**Task goal**
Substitute "Mark" for every "Indicate" in the material below, and keep everything else the same.

**Entries**
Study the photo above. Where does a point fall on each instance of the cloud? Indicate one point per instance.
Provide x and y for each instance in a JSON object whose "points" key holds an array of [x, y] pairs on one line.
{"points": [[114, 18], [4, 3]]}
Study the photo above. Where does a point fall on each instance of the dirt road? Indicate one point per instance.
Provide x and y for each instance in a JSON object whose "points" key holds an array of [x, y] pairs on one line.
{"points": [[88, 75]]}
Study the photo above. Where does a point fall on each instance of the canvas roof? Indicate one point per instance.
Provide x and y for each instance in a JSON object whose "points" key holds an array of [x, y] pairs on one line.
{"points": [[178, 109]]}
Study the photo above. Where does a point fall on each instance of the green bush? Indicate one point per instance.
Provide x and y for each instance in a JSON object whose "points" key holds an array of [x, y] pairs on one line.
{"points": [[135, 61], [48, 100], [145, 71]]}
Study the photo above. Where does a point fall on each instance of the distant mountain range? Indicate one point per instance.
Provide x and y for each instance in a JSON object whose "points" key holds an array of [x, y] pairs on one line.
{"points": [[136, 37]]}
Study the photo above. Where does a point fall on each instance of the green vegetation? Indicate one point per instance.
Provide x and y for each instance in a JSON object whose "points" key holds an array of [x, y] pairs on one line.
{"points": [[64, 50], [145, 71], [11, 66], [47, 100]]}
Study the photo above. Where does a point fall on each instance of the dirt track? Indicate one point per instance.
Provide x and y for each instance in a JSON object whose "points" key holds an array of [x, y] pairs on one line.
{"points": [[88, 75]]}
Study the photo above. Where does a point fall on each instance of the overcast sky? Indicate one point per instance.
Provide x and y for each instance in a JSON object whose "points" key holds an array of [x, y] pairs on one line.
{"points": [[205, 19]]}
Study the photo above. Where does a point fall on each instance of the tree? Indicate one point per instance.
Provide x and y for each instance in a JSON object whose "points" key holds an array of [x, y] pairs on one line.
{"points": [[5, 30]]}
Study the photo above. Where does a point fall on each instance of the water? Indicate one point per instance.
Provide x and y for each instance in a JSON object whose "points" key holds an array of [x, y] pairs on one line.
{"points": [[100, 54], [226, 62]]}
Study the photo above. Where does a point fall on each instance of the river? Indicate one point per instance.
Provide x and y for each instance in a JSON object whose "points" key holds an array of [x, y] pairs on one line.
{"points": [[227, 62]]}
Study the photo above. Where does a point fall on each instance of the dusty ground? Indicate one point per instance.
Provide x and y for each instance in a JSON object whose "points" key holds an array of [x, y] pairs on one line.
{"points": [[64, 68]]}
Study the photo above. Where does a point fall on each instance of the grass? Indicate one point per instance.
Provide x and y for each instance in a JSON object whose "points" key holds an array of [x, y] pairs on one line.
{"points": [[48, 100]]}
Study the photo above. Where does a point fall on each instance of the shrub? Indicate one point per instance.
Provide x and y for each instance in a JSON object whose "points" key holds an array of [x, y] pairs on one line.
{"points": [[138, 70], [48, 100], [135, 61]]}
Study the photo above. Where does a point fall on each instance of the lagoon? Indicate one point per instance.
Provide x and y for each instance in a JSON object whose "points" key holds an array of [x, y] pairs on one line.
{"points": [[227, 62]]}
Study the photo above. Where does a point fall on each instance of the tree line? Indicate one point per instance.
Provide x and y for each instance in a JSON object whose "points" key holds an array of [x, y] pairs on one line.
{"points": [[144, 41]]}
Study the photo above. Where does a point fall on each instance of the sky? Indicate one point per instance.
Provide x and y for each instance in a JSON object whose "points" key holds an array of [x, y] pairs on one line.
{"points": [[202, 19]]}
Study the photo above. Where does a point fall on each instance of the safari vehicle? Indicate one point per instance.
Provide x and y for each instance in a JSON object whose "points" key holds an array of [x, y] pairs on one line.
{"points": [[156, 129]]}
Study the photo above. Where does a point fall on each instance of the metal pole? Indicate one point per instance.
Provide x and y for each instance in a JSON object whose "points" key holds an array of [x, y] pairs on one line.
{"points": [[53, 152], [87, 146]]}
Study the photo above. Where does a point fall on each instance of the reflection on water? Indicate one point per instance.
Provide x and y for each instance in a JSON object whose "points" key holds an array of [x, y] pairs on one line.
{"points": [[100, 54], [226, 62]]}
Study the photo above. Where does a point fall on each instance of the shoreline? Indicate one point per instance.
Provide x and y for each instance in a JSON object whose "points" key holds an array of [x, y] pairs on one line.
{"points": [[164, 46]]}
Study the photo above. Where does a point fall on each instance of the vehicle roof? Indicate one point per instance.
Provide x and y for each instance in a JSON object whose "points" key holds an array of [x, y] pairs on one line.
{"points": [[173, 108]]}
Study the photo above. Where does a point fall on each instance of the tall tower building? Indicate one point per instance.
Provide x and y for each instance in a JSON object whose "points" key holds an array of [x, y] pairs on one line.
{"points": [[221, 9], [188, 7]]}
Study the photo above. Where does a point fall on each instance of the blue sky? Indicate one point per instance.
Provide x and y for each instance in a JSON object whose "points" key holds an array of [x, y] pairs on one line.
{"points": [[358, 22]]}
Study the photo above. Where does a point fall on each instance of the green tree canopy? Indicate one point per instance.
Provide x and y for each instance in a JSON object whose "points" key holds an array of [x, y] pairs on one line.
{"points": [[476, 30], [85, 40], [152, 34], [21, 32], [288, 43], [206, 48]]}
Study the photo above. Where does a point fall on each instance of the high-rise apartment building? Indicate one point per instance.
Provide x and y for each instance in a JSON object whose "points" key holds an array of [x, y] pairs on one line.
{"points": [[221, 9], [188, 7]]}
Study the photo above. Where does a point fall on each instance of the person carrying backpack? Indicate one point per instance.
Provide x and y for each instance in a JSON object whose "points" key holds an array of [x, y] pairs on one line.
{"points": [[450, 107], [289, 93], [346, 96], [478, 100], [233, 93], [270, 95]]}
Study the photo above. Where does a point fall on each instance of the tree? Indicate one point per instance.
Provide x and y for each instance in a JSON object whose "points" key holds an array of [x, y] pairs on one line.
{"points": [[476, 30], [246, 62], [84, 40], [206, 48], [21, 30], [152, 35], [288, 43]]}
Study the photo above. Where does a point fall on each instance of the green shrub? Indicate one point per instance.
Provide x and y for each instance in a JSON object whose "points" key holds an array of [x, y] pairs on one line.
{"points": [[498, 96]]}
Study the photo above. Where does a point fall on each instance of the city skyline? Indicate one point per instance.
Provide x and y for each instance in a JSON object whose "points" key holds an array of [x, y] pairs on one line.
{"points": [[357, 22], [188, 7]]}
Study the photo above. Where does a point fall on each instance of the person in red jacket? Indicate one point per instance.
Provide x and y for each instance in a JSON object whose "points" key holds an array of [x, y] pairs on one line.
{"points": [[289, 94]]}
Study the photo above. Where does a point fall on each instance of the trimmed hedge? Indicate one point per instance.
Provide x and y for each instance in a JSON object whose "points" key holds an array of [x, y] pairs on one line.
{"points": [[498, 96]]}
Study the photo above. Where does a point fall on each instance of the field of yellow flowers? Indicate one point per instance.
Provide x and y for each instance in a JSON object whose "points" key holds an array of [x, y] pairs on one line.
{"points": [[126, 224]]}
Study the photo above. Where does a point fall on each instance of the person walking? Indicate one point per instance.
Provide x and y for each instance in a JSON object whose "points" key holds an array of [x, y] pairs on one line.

**Exercise answer**
Study the photo above. Where does a point fall on each instance of the cloud? Mark one point per instance.
Provide x and y for each instance in a JSON object whose "points" key holds an array of [x, y] pairs on one line.
{"points": [[114, 18], [4, 3]]}
Study the photo above. Where does a point fall on each instance of the dirt road? Mark one point per instance.
Provide x and y for each instance in a JSON object whose "points" key holds an array of [x, y] pairs on one line.
{"points": [[88, 75]]}
Study the photo above. Where does a point fall on each instance of the canvas roof? Mark one point per instance.
Provide x and y for each instance in a JSON object whose "points" key holds an array of [x, y] pairs on one line.
{"points": [[178, 109]]}
Study the photo above. Where does a point fall on each instance of the green bush? Mark one point per instance.
Provide x and y for each instance in a JSON object whose "points" key holds an array of [x, y] pairs on one line.
{"points": [[135, 61], [48, 100], [145, 71]]}
Study the photo above. Where does a point fall on each instance of the distant mountain range? Mark one point per instance.
Provide x and y for each instance in a JSON object whose "points" key holds an array of [x, y] pairs on one line.
{"points": [[136, 37]]}
Study the photo above. Where does a point fall on each instance of the green vegetation? Mark one point per instance.
Provide x and y for each instance in a JSON object whose "points" key holds an array of [x, y] pairs on one line.
{"points": [[64, 50], [145, 71], [11, 66], [47, 100]]}
Study the photo above. Where does a point fall on each instance of the dirt track? Mark one point per instance.
Provide x and y for each instance in a JSON object whose "points" key holds an array of [x, y] pairs on one line.
{"points": [[88, 75]]}
Study the photo above. Where does a point fall on each instance of the overcast sky? Mark one point per instance.
Provide x and y for each instance in a JSON object whose "points" key holds an array of [x, y] pairs on one line.
{"points": [[205, 19]]}
Study the photo above. Where does a point fall on each instance of the tree? Mark one point per instance.
Provide x and y for each instance in a JSON object whose "points" key holds an array of [x, y] pairs on one line.
{"points": [[5, 30]]}
Study the photo above. Where does a point fall on each instance of the water? Mark one point per instance.
Provide x and y for each instance in a JSON object whose "points" key holds an array of [x, y] pairs on one line.
{"points": [[100, 54], [226, 62]]}
Study the photo above. Where does a point fall on each instance of the river? Mark one point per instance.
Provide x and y for each instance in a JSON object whose "points" key holds an array of [x, y] pairs on one line.
{"points": [[227, 62]]}
Study the photo above. Where does a point fall on each instance of the dusty ground? Mark one point per instance.
Provide x and y for each instance in a JSON object whose "points" key holds an array of [x, y] pairs on one line.
{"points": [[64, 68]]}
Study the photo above. Where does a point fall on each instance of the grass? Mark one point per instance.
Provide x and y for each instance in a JSON object whose "points" key holds an array of [x, y] pairs on one line.
{"points": [[48, 100]]}
Study the photo above. Where does a point fall on each instance of the shrub? Mark one point per instance.
Provide x and y for each instance in a JSON object whose "points" key holds an array of [x, y] pairs on one line.
{"points": [[138, 70], [48, 100], [135, 61]]}
Study the photo above. Where does a point fall on each instance of the lagoon? Mark one point per instance.
Provide x and y for each instance in a JSON object whose "points" key holds an array of [x, y] pairs on one line.
{"points": [[227, 62]]}
Study the photo above. Where does a point fall on each instance of the tree line? Mark one point per instance.
Provide x and y for each instance in a JSON object whose "points" key holds an array of [x, y] pairs on one line.
{"points": [[144, 41]]}
Study the photo above. Where does a point fall on each instance of the sky? Mark one point per instance.
Provide x and y for each instance in a JSON object whose "points" key holds an array of [x, y] pairs on one line.
{"points": [[202, 19]]}
Study the photo above. Where does a point fall on each instance of the safari vehicle? Mark one point per instance.
Provide x and y for each instance in a JSON object whose "points" key holds an array of [x, y] pairs on one line.
{"points": [[156, 129]]}
Study the photo above. Where does a point fall on each instance of the metal pole? Mark one point per instance.
Provide x and y for each instance in a JSON object whose "points" key holds an array of [x, y] pairs on one line.
{"points": [[53, 152], [87, 146]]}
Study the photo above. Where does a point fall on each instance of the reflection on water? Mark one point per instance.
Provide x and y for each instance in a JSON object whose "points" key holds an array of [x, y] pairs on one line.
{"points": [[100, 54], [226, 62]]}
Study the photo above. Where does a point fall on each instance of the shoreline? Mark one point per instance.
Provide x and y for each instance in a JSON object whose "points" key holds an array of [x, y] pairs on one line.
{"points": [[164, 46]]}
Study the photo above. Where does a point fall on each instance of the vehicle roof? Mark one point per instance.
Provide x and y for each instance in a JSON object whose "points" key holds an array of [x, y] pairs on one line.
{"points": [[173, 108]]}
Study the photo above. Where does a point fall on each instance of the tall tower building? Mark one point per instance.
Provide x and y for each instance in a JSON object whose "points" key holds an array of [x, y] pairs on one line.
{"points": [[221, 9], [188, 7]]}
Study the photo above. Where does a point fall on each instance of the blue sky? Mark one point per instance.
Provide x and y for each instance in a JSON object whose "points" key holds an array of [x, y] pairs on one line.
{"points": [[358, 22]]}
Study the photo above. Where does a point fall on each instance of the green tree canopy? Mark one point per instance.
Provide x and y for each instance in a JSON object whose "points" key holds an array of [x, y] pairs on one line.
{"points": [[476, 30], [85, 40], [152, 34], [21, 32], [288, 43], [206, 48]]}
Study the photo above. Where does a point fall on each instance of the high-rise apartment building? Mark one point per instance.
Provide x and y for each instance in a JSON object whose "points" key holds an array of [x, y] pairs on one line.
{"points": [[221, 9], [188, 7]]}
Study the photo above. Where does a point fall on each instance of the person carrying backpack? Mark one point per instance.
Provide x and y for each instance in a JSON object whose "points" key holds an array of [x, y] pairs on one line.
{"points": [[450, 107], [289, 93], [346, 96], [478, 100], [233, 93], [270, 95]]}
Study the photo above. Where does a point fall on each instance of the tree? Mark one point per instance.
Provide x and y for each instance in a JSON object whose "points" key holds an array of [x, y] pairs on one line.
{"points": [[476, 30], [246, 62], [84, 40], [206, 48], [21, 30], [152, 35], [288, 43]]}
Study the photo above. Where does a point fall on each instance of the green shrub? Mark one point per instance.
Provide x and y for each instance in a JSON object whose "points" key holds an array of [x, y] pairs on one line.
{"points": [[498, 96]]}
Study the photo above. Where does a point fall on each instance of the city skyline? Mark one point per instance.
Provide x and y for each instance in a JSON object whose "points" key holds an array of [x, y] pairs on one line.
{"points": [[357, 22], [188, 7]]}
Study the photo above. Where does a point fall on each instance of the person in red jacket? Mark one point per instance.
Provide x and y for each instance in a JSON object whose "points" key holds an array of [x, y] pairs on one line.
{"points": [[289, 94]]}
Study the photo above. Where does a point fall on each instance of the trimmed hedge? Mark one point per instance.
Provide x and y for each instance in a JSON object whose "points" key holds an array of [x, y] pairs on one line.
{"points": [[498, 96]]}
Study the photo above. Where does a point fall on each instance of the field of yellow flowers? Mark one point per instance.
Provide x and y for each instance in a JSON object whose "points" key holds an array of [x, y] pairs on one line.
{"points": [[126, 224]]}
Study the photo above. Where does a point fall on each instance of the person walking? Mark one point per instance.
Provide x and y for each instance in a JSON object whose "points" key holds an array of [x, y] pairs on one line.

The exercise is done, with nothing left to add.